■ EXERCISE TEXT ■

──────────

WOOD RIVER -- Energy behemoth BP says it's taking a green approach to clean up a former disposal site along the Mississippi River, planting some 3,500 trees expected to help remove petroleum and chemical compounds at the former oil refinery.

BP unveiled the project Thursday at the 24-acre site near this St. Louis suburb, calling upon the trees -- willows, cottonwoods or poplars, river birches, bald cypresses and white swamp oaks -- to draw in the tainted groundwater and perhaps break down the toxins.

Tom Tunnicliff, BP's environmental business manager, said about 20 percent of the trees are expected to die in the process and will be replaced as needed.

The property filled with water during the Great Flood of 1993, and high water levels remain because of the clay-lined disposal site's bathtub-like construction. The trees will take up that water.

The pit had not been used since the 1990s, when most refinery operations there stopped.

Tunnicliff said BP has paid $450,000 for research, lab studies, pilot projects and the trees, all with the approval of the Illinois Environmental Protection Agency.

──────────

■ RECORDS SHOWN ■
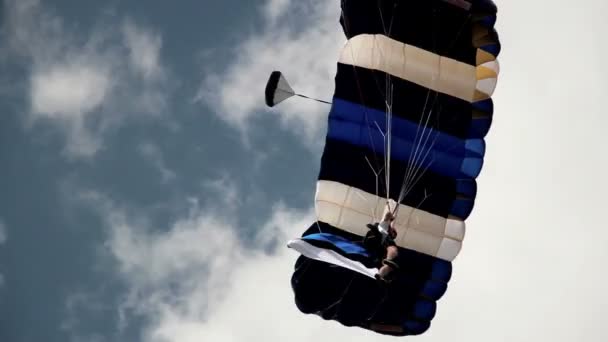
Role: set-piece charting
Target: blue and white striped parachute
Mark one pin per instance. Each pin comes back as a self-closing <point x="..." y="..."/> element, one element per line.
<point x="407" y="123"/>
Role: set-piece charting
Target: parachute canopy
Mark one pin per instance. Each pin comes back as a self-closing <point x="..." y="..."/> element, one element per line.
<point x="277" y="89"/>
<point x="411" y="107"/>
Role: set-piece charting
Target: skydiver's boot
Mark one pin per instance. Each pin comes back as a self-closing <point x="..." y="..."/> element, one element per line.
<point x="387" y="276"/>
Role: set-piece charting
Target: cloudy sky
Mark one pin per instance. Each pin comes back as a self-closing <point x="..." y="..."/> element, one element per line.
<point x="146" y="193"/>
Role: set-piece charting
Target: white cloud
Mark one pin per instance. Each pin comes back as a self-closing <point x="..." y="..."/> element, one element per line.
<point x="306" y="54"/>
<point x="154" y="155"/>
<point x="144" y="50"/>
<point x="85" y="83"/>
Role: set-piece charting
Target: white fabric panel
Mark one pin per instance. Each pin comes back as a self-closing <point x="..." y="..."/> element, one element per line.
<point x="442" y="74"/>
<point x="330" y="257"/>
<point x="350" y="209"/>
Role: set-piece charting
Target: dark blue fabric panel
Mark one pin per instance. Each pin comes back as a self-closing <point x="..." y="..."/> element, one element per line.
<point x="440" y="195"/>
<point x="442" y="163"/>
<point x="447" y="114"/>
<point x="339" y="243"/>
<point x="416" y="327"/>
<point x="353" y="299"/>
<point x="415" y="132"/>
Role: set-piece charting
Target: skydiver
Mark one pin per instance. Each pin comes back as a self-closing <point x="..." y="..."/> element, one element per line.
<point x="381" y="240"/>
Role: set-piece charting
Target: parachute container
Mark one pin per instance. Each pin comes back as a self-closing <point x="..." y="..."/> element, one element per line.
<point x="411" y="107"/>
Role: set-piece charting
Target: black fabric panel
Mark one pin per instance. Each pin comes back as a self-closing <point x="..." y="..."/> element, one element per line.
<point x="335" y="293"/>
<point x="432" y="25"/>
<point x="346" y="164"/>
<point x="411" y="101"/>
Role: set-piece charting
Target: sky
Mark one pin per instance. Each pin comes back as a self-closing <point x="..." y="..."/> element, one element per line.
<point x="147" y="193"/>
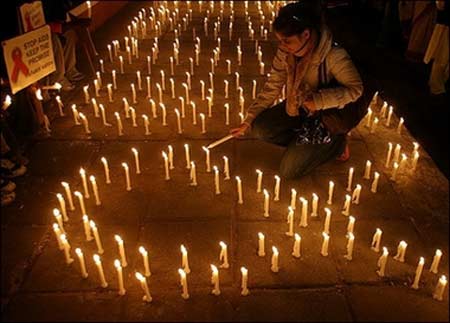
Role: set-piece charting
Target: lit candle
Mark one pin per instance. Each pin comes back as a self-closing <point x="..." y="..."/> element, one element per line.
<point x="96" y="237"/>
<point x="315" y="203"/>
<point x="208" y="161"/>
<point x="296" y="248"/>
<point x="188" y="159"/>
<point x="439" y="289"/>
<point x="202" y="118"/>
<point x="376" y="240"/>
<point x="350" y="178"/>
<point x="304" y="216"/>
<point x="350" y="241"/>
<point x="122" y="290"/>
<point x="274" y="261"/>
<point x="119" y="124"/>
<point x="324" y="249"/>
<point x="244" y="282"/>
<point x="184" y="260"/>
<point x="81" y="201"/>
<point x="87" y="228"/>
<point x="80" y="255"/>
<point x="216" y="180"/>
<point x="356" y="193"/>
<point x="123" y="259"/>
<point x="382" y="262"/>
<point x="183" y="283"/>
<point x="127" y="176"/>
<point x="66" y="246"/>
<point x="215" y="280"/>
<point x="330" y="192"/>
<point x="399" y="127"/>
<point x="419" y="269"/>
<point x="62" y="204"/>
<point x="436" y="260"/>
<point x="277" y="188"/>
<point x="346" y="207"/>
<point x="95" y="189"/>
<point x="266" y="203"/>
<point x="98" y="262"/>
<point x="144" y="254"/>
<point x="326" y="225"/>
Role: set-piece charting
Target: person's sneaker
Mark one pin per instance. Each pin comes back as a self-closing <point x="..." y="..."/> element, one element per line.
<point x="10" y="170"/>
<point x="7" y="186"/>
<point x="8" y="198"/>
<point x="345" y="154"/>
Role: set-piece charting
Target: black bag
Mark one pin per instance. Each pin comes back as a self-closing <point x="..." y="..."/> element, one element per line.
<point x="341" y="121"/>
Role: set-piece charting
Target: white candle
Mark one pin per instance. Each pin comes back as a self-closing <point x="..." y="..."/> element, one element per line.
<point x="436" y="260"/>
<point x="350" y="241"/>
<point x="183" y="283"/>
<point x="399" y="127"/>
<point x="356" y="193"/>
<point x="208" y="161"/>
<point x="80" y="255"/>
<point x="136" y="160"/>
<point x="81" y="201"/>
<point x="119" y="124"/>
<point x="382" y="262"/>
<point x="123" y="258"/>
<point x="439" y="289"/>
<point x="277" y="188"/>
<point x="223" y="256"/>
<point x="62" y="204"/>
<point x="244" y="282"/>
<point x="324" y="249"/>
<point x="96" y="237"/>
<point x="87" y="228"/>
<point x="296" y="248"/>
<point x="304" y="215"/>
<point x="127" y="176"/>
<point x="330" y="192"/>
<point x="315" y="203"/>
<point x="351" y="224"/>
<point x="95" y="189"/>
<point x="122" y="290"/>
<point x="326" y="225"/>
<point x="346" y="207"/>
<point x="215" y="280"/>
<point x="216" y="180"/>
<point x="376" y="240"/>
<point x="266" y="203"/>
<point x="290" y="220"/>
<point x="274" y="261"/>
<point x="98" y="262"/>
<point x="184" y="260"/>
<point x="419" y="269"/>
<point x="350" y="178"/>
<point x="144" y="254"/>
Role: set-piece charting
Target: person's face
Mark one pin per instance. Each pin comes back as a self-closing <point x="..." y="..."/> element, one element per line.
<point x="295" y="44"/>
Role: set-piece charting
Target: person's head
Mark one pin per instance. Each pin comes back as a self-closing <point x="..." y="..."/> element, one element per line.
<point x="295" y="25"/>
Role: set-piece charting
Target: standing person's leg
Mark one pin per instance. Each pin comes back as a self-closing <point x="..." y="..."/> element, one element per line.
<point x="298" y="160"/>
<point x="274" y="125"/>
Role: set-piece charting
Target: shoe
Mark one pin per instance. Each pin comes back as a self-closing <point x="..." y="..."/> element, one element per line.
<point x="7" y="186"/>
<point x="8" y="198"/>
<point x="10" y="170"/>
<point x="345" y="154"/>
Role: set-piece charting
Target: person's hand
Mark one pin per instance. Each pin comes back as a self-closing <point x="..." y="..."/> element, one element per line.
<point x="240" y="131"/>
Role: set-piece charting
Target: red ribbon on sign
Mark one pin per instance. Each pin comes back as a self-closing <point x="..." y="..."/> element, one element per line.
<point x="19" y="65"/>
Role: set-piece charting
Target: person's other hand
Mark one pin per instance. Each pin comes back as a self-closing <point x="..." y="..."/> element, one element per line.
<point x="240" y="131"/>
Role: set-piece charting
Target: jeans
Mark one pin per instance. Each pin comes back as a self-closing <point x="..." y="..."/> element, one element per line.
<point x="274" y="125"/>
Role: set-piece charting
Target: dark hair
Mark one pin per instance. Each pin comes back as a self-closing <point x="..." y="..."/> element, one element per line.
<point x="295" y="17"/>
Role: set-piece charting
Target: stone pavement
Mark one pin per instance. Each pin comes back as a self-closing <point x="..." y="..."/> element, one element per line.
<point x="162" y="214"/>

──────────

■ REQUIRED ACTION A ■
In the article above on BP's tree-planting cleanup, rewrite the paragraph beginning "BP unveiled the project Thursday" as a short bulleted list that keeps its main facts.
■ REQUIRED ACTION B ■
Answer these questions from the article on BP's tree-planting cleanup:
(i) How many trees is BP planting at the site?
(ii) About what share of the trees is expected to die?
(iii) How much has BP paid for research, lab studies, pilot projects and the trees?

■ TASK SOLUTION A ■
- BP unveiled the project on Thursday at the 24-acre site near the St. Louis suburb.
- The trees are willows, cottonwoods or poplars, river birches, bald cypresses and white swamp oaks.
- They are meant to draw in the tainted groundwater and perhaps break down the toxins.

■ TASK SOLUTION B ■
(i) Some 3,500 trees.
(ii) About 20 percent.
(iii) $450,000.